To do: Run through the data and copy out every line that mentions the word "candle".

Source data
==========
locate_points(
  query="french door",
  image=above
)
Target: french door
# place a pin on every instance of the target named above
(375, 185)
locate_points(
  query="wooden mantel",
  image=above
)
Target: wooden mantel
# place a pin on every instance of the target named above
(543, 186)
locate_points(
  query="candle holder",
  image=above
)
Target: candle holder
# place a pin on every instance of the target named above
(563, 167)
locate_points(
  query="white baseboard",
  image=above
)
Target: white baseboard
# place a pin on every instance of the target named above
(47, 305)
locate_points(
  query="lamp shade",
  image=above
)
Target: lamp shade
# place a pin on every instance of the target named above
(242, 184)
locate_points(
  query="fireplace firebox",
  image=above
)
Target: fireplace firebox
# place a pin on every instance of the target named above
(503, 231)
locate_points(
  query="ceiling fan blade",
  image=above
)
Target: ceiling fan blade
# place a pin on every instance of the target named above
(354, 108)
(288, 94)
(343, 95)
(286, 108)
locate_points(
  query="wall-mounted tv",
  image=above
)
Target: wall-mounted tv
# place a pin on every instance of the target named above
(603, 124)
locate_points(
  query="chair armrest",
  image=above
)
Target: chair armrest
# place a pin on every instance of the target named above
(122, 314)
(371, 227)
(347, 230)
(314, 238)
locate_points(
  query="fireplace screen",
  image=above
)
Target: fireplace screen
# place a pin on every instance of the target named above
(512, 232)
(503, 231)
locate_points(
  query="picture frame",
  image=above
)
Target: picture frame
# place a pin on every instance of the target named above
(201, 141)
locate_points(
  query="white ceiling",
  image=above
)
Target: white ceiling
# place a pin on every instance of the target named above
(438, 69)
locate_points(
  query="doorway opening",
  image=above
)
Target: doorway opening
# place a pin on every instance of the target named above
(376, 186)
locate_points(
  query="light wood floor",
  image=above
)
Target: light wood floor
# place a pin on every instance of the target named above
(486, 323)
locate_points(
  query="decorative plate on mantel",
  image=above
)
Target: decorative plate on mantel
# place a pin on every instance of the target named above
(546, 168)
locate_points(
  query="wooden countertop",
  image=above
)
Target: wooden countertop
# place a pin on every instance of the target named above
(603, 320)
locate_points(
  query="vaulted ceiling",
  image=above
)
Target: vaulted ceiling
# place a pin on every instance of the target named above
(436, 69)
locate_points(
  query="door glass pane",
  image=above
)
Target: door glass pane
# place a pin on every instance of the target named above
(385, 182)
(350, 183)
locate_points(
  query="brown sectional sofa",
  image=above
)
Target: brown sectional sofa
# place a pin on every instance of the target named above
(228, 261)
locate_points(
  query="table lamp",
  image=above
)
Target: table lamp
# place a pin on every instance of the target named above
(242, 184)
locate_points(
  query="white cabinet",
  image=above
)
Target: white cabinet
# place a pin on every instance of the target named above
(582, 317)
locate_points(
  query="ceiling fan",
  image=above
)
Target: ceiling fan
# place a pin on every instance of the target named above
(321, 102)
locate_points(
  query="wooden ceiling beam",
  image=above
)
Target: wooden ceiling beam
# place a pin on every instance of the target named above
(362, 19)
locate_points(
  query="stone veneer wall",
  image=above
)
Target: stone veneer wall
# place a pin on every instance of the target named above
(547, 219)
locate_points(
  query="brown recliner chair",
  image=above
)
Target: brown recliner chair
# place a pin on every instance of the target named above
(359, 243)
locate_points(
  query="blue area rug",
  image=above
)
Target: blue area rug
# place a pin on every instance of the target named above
==========
Result below:
  query="candle holder",
Target: candle holder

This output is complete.